Records drawn from a dataset:
..............................

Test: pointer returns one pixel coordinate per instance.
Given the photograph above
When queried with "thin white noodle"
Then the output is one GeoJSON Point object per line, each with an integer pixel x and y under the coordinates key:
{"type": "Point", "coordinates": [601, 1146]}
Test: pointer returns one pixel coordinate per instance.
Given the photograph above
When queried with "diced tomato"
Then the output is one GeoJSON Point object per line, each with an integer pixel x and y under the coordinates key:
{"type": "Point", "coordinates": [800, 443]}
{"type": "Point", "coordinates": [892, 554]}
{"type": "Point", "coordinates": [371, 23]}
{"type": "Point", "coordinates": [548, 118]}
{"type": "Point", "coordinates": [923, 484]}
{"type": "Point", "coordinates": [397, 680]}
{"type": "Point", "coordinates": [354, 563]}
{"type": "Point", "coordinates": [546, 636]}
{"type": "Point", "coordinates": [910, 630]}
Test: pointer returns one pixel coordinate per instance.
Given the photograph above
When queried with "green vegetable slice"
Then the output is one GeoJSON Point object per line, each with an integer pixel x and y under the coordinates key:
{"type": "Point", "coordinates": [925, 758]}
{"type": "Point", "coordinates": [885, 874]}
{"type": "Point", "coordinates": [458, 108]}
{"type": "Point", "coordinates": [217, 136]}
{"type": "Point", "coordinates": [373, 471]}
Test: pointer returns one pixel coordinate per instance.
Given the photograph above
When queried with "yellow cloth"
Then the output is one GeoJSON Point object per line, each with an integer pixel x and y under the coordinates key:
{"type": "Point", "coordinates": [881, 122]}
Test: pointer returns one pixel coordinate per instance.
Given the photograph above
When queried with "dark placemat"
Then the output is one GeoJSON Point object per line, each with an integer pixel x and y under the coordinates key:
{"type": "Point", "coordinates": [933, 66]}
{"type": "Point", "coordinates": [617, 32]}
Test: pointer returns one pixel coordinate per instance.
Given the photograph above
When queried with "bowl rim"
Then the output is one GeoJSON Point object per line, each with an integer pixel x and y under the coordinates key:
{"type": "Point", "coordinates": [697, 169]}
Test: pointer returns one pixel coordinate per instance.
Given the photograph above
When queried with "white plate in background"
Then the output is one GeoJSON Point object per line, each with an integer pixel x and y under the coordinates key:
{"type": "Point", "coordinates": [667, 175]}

..............................

[EXERCISE OBJECTIVE]
Here, the records must be output exactly and in full.

[REPLY TO THE EXERCISE]
Test: pointer returns one pixel coordinate per instance.
Given the photograph above
When queried with "thin white noodle"
Then the output is one GeoJSON Point object per line, each with an integer pixel x and y under the coordinates key:
{"type": "Point", "coordinates": [601, 1146]}
Test: pointer returns one pixel coordinate per instance.
Given the photograph above
When queried with "diced tomato"
Then the output is one GeoJSON Point object per line, each with an integer pixel x and y under the coordinates key:
{"type": "Point", "coordinates": [800, 443]}
{"type": "Point", "coordinates": [892, 554]}
{"type": "Point", "coordinates": [371, 23]}
{"type": "Point", "coordinates": [548, 118]}
{"type": "Point", "coordinates": [923, 484]}
{"type": "Point", "coordinates": [397, 680]}
{"type": "Point", "coordinates": [354, 563]}
{"type": "Point", "coordinates": [546, 636]}
{"type": "Point", "coordinates": [910, 630]}
Test: pointer returns one pixel coordinate per instance.
Given the photograph above
When queried with "green vegetable slice"
Then the output is one GeoJSON Point object per line, each with an integer pixel x and y under the coordinates key:
{"type": "Point", "coordinates": [925, 758]}
{"type": "Point", "coordinates": [885, 874]}
{"type": "Point", "coordinates": [458, 108]}
{"type": "Point", "coordinates": [217, 136]}
{"type": "Point", "coordinates": [373, 471]}
Test: pointer returns one pixel coordinate per instance.
Given the photograph above
When queried with "yellow cloth"
Then the output is one GeoJSON Point object per line, each with an integer pixel x and y under the coordinates key:
{"type": "Point", "coordinates": [881, 122]}
Test: pointer returns one pixel coordinate per instance.
Given the photograph above
When queried with "dark placemat"
Then the output is one GeoJSON Point object per line, each with an integer pixel x and y under the coordinates key:
{"type": "Point", "coordinates": [933, 66]}
{"type": "Point", "coordinates": [617, 32]}
Test: pointer returns one pixel coordinate per instance.
Given the photograph above
When queried with "bowl rim"
Then the output is one GeoJSON Point object per line, each with an integer pixel x and y under the coordinates key:
{"type": "Point", "coordinates": [697, 169]}
Test: pointer returns one pixel coordinate per instance.
Given the photograph above
When queried with "white plate in background"
Then the output is one GeoJSON Point object per line, each with an integer pixel x and y under the coordinates key:
{"type": "Point", "coordinates": [667, 175]}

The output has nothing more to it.